[Point-based annotation data]
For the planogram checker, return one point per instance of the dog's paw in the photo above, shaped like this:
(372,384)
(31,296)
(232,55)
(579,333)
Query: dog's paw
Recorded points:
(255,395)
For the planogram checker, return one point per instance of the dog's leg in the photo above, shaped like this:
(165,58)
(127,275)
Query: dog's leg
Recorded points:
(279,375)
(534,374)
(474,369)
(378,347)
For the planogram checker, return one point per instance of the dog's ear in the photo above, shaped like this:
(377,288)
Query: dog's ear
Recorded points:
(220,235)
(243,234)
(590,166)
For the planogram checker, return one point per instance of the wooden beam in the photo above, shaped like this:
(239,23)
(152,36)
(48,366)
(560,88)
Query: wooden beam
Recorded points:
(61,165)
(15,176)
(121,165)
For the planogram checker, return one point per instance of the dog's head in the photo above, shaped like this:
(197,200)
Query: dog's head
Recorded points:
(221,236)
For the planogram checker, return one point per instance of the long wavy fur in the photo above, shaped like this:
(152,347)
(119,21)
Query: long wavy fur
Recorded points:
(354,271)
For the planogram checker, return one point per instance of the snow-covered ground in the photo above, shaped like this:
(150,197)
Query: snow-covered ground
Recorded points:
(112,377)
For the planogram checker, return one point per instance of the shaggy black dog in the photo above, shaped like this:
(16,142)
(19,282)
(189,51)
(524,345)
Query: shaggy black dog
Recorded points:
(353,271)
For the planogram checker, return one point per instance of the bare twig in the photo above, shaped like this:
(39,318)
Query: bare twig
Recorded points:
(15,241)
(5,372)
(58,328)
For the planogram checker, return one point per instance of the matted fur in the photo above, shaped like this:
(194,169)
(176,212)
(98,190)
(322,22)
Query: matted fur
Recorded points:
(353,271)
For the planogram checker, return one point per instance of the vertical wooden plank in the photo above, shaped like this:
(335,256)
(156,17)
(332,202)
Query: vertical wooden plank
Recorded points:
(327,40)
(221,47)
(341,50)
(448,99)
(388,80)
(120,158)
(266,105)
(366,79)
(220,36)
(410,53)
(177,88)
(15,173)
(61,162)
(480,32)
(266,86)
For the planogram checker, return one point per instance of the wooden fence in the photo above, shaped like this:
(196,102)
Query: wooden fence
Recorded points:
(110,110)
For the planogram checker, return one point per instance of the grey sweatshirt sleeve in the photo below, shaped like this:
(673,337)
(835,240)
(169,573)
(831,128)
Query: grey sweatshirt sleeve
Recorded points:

[Stated exercise] Copy only the stretch running from the line containing "of the bare" to the final line of the entries, both ends included, exactly as it stands.

[Expected output]
For the planogram checker, return one point per instance of the bare twig in the photo above, shaped like this:
(39,318)
Query: bare twig
Recorded points:
(15,241)
(5,372)
(58,328)
For the planogram checker, return one point per instance of the matted fur in the photo above, shaped like this:
(194,169)
(176,212)
(98,190)
(322,22)
Query: matted fur
Recorded points:
(353,271)
For the planogram checker, return one point per instance of the vertical wooden plank in the photo above, shaped like this:
(335,256)
(156,17)
(332,202)
Query: vertical wooden plank
Recorded points:
(327,40)
(221,47)
(341,50)
(448,99)
(388,80)
(120,158)
(266,105)
(366,79)
(220,36)
(410,53)
(177,88)
(15,173)
(61,162)
(480,32)
(266,86)
For the planogram checker, return one point per instance of the wooden fence in the photo above, shaped like this:
(196,102)
Query: wooden fence
Recorded points:
(110,110)
For the planogram checker, return one point per instance of the grey sweatshirt sleeve in the photo below, shaped like this:
(673,337)
(835,240)
(169,573)
(831,128)
Query: grey sweatshirt sleeve
Recorded points:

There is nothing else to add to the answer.